# To do
A. From the article below on the Medical Council of India's publication requirement for faculty, list every limitation of the guidelines that it names.
B. Write the next part of the article below on the Medical Council of India's publication requirement for faculty, starting after its last paragraph.

*** Opening Extracted text ***

The Medical Council of India has made research publications as an essential consideration of or measure of competence for promotion of faculty in medical institutions in India. Guidelines for counting research publications include publications in indexed journals, original research, published in a national or international journal, only the first and second authors can claim the paper against their “count”, and publication in E journals will not be considered. Faculty are expected to publish at least two research papers over a period of four years.
As with most ideas, there are pros and cons to this idea as well.
There are several benefits to this mandatory requirement.
- It encourages junior and mid level faculty to consider and engage in research
- It brings the concept of health research to the fore of discussion and may lead to the development (or more uniform development) of research infrastructure and resources across the country
- Critical thinking and problem solving may become more of the norm across a wider spectrum and consequently lead to improvements in various areas of health care
There are some limitations to these guidelines especially a lack of clarity on what maybe considered as original research, giving credit only to the first two authors of a paper, the choice of indexed databases, and the exclusion of e journals.
In principle, the idea is good and seeks to bridge a possible (I think it is real) disconnect between clinical research and clinical practice. Clinical research works under a premise of the larger good and the individual result may be subsumed under a larger good or good for the majority. Clinical practice, however, has to focus on the individual who needs care and has to consider if what may work for the majority will actually work for the individual.
I think it is essential that the Medical Council of India considers a few important steps that can add value to the process.
- Building or upgrading the skill and core competencies for health research. It is essential that the MCI and other healthcare stakeholders invest in skills development for health research across all medical practitioners. This development should not be limited to Government Teaching Hospitals but should be inclusive of the private sector and the large not for profit sector that operates under the large umbrella of non governmental organizations. These competencies should include quantitative and qualitative sciences, economics, quality of life, biostatistics and outcomes, especially patient related outcomes.

*** Closing Extracted text ***
*** Opening Data under study ***

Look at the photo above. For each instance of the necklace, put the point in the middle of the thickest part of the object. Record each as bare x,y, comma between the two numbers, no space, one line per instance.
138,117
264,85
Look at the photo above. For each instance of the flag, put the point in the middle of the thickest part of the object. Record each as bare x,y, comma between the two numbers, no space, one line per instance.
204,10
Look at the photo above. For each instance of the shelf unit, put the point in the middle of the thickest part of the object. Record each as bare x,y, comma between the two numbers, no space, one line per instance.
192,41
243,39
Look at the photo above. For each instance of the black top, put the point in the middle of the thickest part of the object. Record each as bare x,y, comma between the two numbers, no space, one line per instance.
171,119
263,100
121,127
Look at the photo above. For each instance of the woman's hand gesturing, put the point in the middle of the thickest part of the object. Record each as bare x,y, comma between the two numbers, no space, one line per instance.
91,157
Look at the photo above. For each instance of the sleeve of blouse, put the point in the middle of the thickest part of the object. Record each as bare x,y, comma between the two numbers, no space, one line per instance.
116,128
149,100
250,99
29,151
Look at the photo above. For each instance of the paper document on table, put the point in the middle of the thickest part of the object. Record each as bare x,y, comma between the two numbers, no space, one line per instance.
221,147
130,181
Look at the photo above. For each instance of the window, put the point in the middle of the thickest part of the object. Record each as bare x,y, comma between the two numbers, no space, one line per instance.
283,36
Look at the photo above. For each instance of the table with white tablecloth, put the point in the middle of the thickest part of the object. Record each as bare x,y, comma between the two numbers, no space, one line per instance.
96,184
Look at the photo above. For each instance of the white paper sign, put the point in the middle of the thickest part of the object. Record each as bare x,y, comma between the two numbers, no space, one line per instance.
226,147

*** Closing Data under study ***
*** Opening Data under study ***

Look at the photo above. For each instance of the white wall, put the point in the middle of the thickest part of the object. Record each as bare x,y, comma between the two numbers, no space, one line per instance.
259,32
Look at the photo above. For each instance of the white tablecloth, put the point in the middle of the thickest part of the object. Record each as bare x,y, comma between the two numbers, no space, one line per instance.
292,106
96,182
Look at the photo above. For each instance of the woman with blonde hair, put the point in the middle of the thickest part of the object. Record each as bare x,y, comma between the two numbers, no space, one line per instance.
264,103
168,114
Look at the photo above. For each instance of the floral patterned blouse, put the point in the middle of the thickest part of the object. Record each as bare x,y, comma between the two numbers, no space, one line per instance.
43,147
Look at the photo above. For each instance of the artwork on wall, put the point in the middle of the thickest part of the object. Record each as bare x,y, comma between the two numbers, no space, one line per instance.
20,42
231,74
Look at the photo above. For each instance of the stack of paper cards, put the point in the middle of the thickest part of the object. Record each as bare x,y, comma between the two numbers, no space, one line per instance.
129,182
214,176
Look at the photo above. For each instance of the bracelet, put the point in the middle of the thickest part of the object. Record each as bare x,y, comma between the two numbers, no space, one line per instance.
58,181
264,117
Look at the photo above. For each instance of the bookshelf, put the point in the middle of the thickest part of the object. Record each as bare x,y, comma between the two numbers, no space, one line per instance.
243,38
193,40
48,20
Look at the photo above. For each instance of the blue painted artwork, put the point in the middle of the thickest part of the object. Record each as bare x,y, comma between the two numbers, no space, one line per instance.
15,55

*** Closing Data under study ***

# Answers to this exercise
A.
- A lack of clarity on what may be considered original research
- Giving credit only to the first two authors of a paper
- The choice of indexed databases
- The exclusion of e journals

B.
- Building or upgrading skills for communicating research outputs moving away from speculative narrations to in-depth analyses reflecting critical thinking.
- Developing an all inclusive national level forum to help with the development of standardized unbiased research protocols. These can help to walk investigators through various aspects of the development of a research project including statistical power, sample size, minimization of bias, study designs etc.
- Build skills on medical and research ethics including the setting up of independent ethics committees or institutional review boards at different levels.
- Have continuous self paced programs (with assessments) to build the capacity as well as help faculty stay abreast of developments in research methods.
In the longer term, the Medical Council of India should also consider restructuring the medical curriculum such that clinical research and practice are intertwined right through the entire period of medical education. Currently, the student dissertations are meant to facilitate this process, however, this has to be expanded further and integrated well with medical practice and teaching.
I also feel that the focus on an optimal number of publications, although good, is not ideal especially when one considers the number of predatory journals now available and the possibility of paying for publications (these may be indexed journals as well). I think the focus should rather be on the “effectiveness” or “impact” of the paper translating to improvements in patient care or structural aspects of health care. A good research study may take time and even one good paper that brings an improvement in patient care is worth more than n number of research papers that do not translate to an appreciable improvement.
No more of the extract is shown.